USING THE INFORMATION:
- 1) List every district or area of Tripoli that the article on the rebel advance in Tripoli mentions by name.
- 2) Continue the article on the rebel advance in Tripoli, starting right after its last sentence.

TEXT SECTION:

Rebels tighten grip on Tripoli

Gaddafi forces pushed to southern outskirts of Libyan capital following street-to-street rebel onslaught.

Tripoli

A street-by-street rebel onslaught has pushed the remnants of Muammar Gaddafi’s army to the southern outskirts of Tripoli, securing nearly all of the capital and closing in on victory.

By late Friday, rebel troops using automatic weapons and trucks mounted with anti-aircraft guns and field artillery had control of the Abu Salim district and was pushing further south, into the Salaheddin and Tartouk areas.

The fiercest remaining pocket of resistance was in Tartouk, around the barracks of the Khamis Brigade, considered Gaddafi’s best-trained fighting force.

At around 7 pm, a crowd of civilians and rebels near the barracks scattered under rifle fire coming from nearby residential buildings.

Rebels responded in force, turning their guns in the direction of suspected snipers and blasting chunks out of the buildings’ concrete facades.

More loyalist fire came from other directions and the barracks, indicating that rebels were still battling for control of one of the final bastions of Gaddafi’s military power in the capital.

Hospitals under siege

The fighting has triggered a humanitarian crisis with hospitals struggling to cope with the flood of wounded as supplies run scarce.

The putrefying bodies of around 80 people were found in a hospital on Friday, apparently the unlucky victims of fighting that prevented the wounded from being treated, reported AFP news agency.


Tripoli hospitals struggle to cope with injuries

Doctors at the hospital in Abu Salim said snipers loyal to Gaddafi kept new patients and health care workers away from the facility.

A lack of supplies, nurses and surgeons has contributed to the difficulties in dealing with the injured.

“It is a disaster,” said medical-student-turned-nurse Mohammed Yunis.

RECORDS PROVIDED:

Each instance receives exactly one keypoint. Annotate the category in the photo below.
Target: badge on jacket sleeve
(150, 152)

--

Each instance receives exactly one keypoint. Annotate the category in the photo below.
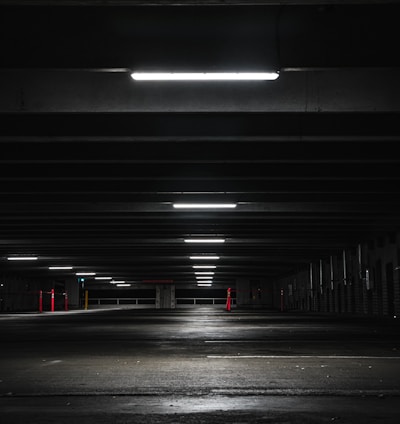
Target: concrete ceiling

ANSWER LIST:
- 1) Abu Salim, Salaheddin, Tartouk

- 2)
“There is no more medicine in the hospital, no more medical personnel. They all left for fear of the snipers.”

Yunis said numerous bodies had already been removed from the hospital.

“There have been hundreds of deaths (in Tripoli) in recent days,” he said, visibly shaken.

NATO targets Sirte

Elsewhere in the country, British warplanes struck a large bunker in Gaddafi’s hometown of Sirte, as NATO turned its attention to loyalist forces battling advancing Libyan rebels in the area, according to the Associated Press news agency. 

In London, Liam Fox, the defence secretary, said some elements of the Gaddafi regime were in Sirte “where they are still continuing to wage war on the people of Libya”. 

He said NATO would continue to strike at the Gaddafi’s forces’ military capability. 

“The regime needs to recognize that the game is up,” Fox said.

The rebels have offered a reward to anyone who kills or captures the 69-year-old Gaddafi, whose whereabouts and those of his powerful sons remain unknown.

Despite the ongoing clashes, Sean Foley, a scholar at the Institute of Islamic Thought and Civilisation in Malaysia, said the rebels had overcome hurdles in six months to remove a “well-entrenched” regime.

“This is an opposition force that only six months ago didn’t exist,” he told Al Jazeera.

“Over the last six months it has built an impressive array of allies around the world, and it’s fought a war on the ground against a well-entrenched, well-financed and well-thought out opposition and government.

“This opposition and government-in-waiting has been extremely impressive. It seems to be only a matter of time before they finish what they need to do.”